AIM OF THE TASK ::
With the material below, print exactly the lines between the line holding "Query: potted plant" and the line holding "x=88, y=284", inclusive. Add nothing else.

● ● ● ● ● ● ●

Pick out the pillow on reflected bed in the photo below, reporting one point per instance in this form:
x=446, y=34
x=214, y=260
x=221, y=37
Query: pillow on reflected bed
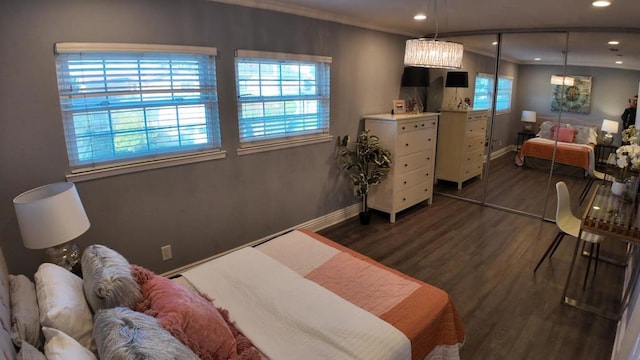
x=124, y=334
x=108, y=281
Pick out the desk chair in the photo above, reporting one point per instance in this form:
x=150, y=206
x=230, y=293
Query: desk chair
x=570, y=224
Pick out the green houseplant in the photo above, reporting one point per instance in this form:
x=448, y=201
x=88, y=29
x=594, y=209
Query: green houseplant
x=367, y=163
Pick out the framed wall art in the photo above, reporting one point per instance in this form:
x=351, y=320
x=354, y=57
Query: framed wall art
x=572, y=98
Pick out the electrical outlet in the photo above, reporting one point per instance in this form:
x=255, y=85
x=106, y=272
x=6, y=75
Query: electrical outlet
x=166, y=252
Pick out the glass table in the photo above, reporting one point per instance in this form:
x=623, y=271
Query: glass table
x=610, y=216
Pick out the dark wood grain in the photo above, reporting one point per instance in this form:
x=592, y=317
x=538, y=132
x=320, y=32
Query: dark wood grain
x=484, y=258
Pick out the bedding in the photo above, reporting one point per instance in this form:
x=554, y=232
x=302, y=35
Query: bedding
x=420, y=315
x=311, y=298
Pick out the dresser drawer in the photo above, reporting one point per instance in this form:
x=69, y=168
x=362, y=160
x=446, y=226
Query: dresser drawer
x=413, y=195
x=415, y=141
x=476, y=127
x=474, y=143
x=412, y=178
x=412, y=162
x=416, y=125
x=474, y=155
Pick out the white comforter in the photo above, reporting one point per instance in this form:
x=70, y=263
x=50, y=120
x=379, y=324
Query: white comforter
x=289, y=317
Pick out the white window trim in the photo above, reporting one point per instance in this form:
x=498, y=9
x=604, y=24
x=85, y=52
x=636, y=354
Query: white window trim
x=80, y=175
x=282, y=143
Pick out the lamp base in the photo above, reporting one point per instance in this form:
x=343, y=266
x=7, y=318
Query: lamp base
x=66, y=255
x=607, y=139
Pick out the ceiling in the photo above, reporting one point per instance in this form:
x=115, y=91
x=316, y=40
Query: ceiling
x=620, y=21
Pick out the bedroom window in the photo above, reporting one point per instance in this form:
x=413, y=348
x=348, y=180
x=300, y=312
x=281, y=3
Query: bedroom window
x=128, y=107
x=283, y=100
x=484, y=89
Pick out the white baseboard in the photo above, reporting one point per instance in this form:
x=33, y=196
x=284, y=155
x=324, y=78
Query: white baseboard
x=316, y=224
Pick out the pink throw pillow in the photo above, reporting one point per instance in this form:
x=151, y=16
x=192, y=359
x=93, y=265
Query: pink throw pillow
x=563, y=134
x=190, y=317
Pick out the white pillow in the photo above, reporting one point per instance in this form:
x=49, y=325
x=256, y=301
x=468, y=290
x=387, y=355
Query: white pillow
x=28, y=352
x=25, y=322
x=60, y=346
x=62, y=303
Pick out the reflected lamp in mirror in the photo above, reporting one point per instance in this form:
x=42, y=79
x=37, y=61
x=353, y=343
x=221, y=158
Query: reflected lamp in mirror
x=457, y=79
x=415, y=77
x=562, y=80
x=50, y=217
x=610, y=127
x=528, y=119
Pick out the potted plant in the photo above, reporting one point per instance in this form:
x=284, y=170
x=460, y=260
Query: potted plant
x=366, y=162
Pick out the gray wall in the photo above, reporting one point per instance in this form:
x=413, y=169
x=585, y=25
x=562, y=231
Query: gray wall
x=200, y=209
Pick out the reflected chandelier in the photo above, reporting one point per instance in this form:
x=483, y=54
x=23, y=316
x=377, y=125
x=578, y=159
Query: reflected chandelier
x=433, y=53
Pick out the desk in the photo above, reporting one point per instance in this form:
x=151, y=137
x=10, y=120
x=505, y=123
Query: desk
x=606, y=214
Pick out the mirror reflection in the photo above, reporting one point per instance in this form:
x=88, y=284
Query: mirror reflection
x=528, y=103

● ● ● ● ● ● ●

REPLY TO THE EXERCISE ::
Query: potted plant
x=366, y=162
Pick out the gray wall in the photo above, reporting one point per instance in this form:
x=413, y=169
x=585, y=25
x=562, y=231
Query: gray wall
x=200, y=209
Pick out the reflected chandelier in the photo above, reporting one point per instance in this form:
x=483, y=54
x=23, y=316
x=377, y=125
x=578, y=159
Query: reflected chandelier
x=433, y=53
Pick out the desk in the photo above, reporting one point per instance in this form:
x=151, y=137
x=10, y=120
x=505, y=123
Query: desk
x=606, y=214
Pick out the mirror reflection in the photo above, reporting one point per instance in this form:
x=88, y=284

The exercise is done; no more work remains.